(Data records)
..............................
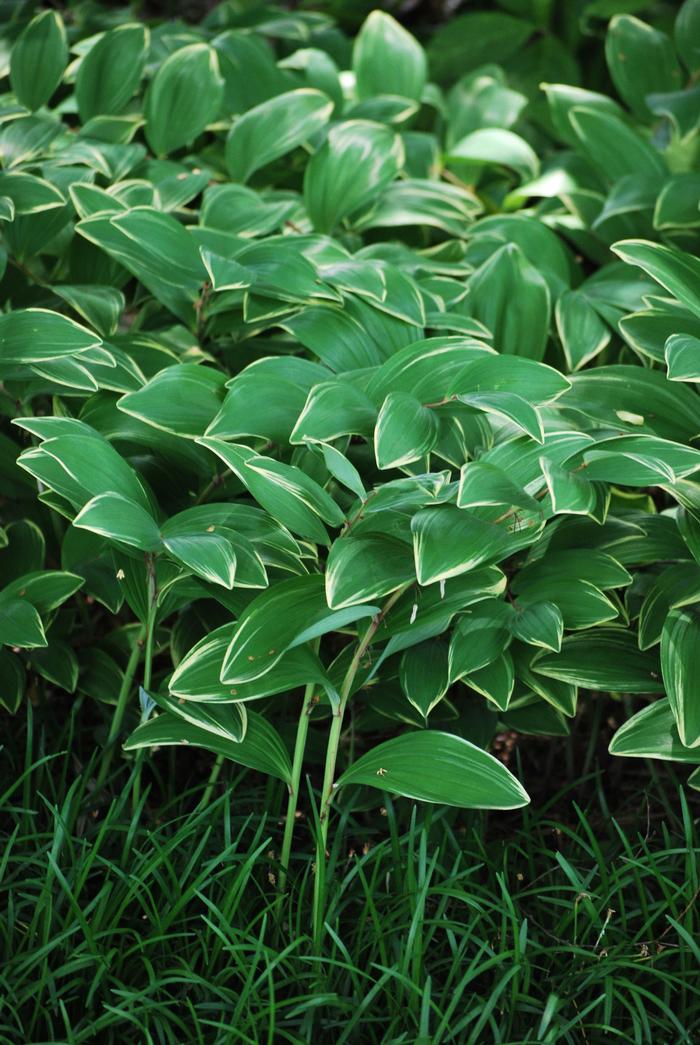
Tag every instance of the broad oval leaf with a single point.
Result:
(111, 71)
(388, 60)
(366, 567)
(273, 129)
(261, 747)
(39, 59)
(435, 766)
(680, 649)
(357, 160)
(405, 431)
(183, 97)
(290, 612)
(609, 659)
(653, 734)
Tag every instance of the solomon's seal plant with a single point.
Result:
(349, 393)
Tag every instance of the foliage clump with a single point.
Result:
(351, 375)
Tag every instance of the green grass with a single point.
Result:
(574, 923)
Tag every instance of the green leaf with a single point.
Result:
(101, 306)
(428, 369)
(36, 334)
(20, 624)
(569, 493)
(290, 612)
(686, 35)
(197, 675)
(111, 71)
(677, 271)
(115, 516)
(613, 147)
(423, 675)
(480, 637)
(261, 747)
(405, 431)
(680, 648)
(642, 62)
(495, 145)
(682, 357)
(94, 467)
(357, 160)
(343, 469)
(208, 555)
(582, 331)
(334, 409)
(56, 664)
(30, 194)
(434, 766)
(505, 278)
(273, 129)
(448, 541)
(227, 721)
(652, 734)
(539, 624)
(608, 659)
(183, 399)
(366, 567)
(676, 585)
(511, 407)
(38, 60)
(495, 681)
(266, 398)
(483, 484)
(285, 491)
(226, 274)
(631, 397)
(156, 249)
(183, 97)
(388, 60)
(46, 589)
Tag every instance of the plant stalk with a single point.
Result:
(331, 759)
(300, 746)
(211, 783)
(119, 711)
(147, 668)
..............................
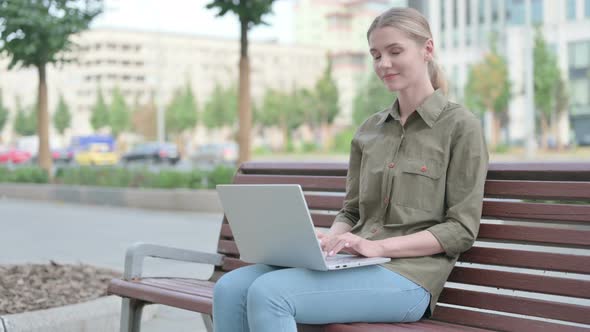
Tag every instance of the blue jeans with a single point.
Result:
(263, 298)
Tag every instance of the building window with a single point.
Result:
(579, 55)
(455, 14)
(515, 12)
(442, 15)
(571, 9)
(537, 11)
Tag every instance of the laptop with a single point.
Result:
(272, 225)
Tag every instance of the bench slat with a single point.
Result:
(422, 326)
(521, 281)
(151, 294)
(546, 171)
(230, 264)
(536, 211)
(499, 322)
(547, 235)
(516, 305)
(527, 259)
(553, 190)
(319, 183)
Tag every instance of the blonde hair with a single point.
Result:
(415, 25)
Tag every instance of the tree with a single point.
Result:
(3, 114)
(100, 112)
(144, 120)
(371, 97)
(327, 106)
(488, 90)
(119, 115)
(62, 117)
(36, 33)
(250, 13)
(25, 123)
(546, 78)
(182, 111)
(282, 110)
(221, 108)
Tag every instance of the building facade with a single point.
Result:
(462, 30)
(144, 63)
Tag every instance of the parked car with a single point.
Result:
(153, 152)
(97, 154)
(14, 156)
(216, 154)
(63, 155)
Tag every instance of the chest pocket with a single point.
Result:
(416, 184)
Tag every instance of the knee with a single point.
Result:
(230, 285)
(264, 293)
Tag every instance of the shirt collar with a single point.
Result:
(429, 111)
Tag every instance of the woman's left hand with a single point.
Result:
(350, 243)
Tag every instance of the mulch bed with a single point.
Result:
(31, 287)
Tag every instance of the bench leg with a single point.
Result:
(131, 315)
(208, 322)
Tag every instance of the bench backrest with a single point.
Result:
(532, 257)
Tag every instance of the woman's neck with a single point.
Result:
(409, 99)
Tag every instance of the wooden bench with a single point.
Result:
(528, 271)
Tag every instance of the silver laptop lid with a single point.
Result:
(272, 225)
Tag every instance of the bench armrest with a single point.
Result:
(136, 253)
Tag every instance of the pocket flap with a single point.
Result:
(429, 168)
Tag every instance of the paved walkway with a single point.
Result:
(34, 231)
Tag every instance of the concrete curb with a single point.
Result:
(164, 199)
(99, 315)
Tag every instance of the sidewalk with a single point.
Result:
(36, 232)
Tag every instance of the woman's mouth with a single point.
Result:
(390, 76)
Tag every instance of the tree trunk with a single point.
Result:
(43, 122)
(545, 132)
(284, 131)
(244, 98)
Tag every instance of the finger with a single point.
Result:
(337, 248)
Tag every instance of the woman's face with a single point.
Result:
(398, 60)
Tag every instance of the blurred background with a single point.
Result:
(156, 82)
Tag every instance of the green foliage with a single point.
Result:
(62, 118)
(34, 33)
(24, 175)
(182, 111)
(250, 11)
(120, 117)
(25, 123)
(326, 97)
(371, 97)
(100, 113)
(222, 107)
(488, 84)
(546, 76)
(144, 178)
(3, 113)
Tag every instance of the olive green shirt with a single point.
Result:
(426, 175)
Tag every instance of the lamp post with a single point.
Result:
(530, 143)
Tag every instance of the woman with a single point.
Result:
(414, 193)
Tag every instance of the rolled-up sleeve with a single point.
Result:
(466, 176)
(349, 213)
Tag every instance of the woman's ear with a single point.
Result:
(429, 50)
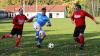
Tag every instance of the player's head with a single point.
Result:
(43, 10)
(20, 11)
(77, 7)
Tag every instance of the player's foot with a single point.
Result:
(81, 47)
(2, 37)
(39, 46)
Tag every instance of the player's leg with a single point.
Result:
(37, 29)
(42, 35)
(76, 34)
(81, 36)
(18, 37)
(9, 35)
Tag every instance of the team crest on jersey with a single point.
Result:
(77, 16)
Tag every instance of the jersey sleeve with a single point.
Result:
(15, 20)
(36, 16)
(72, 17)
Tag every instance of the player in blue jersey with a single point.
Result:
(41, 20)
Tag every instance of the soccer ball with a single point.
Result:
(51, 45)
..............................
Every line above with the word "tree" belongs in the answer, copied as written.

• **Task response**:
Tag every instance of the tree with a single point.
Tag every instance of the tree trunk with a single point.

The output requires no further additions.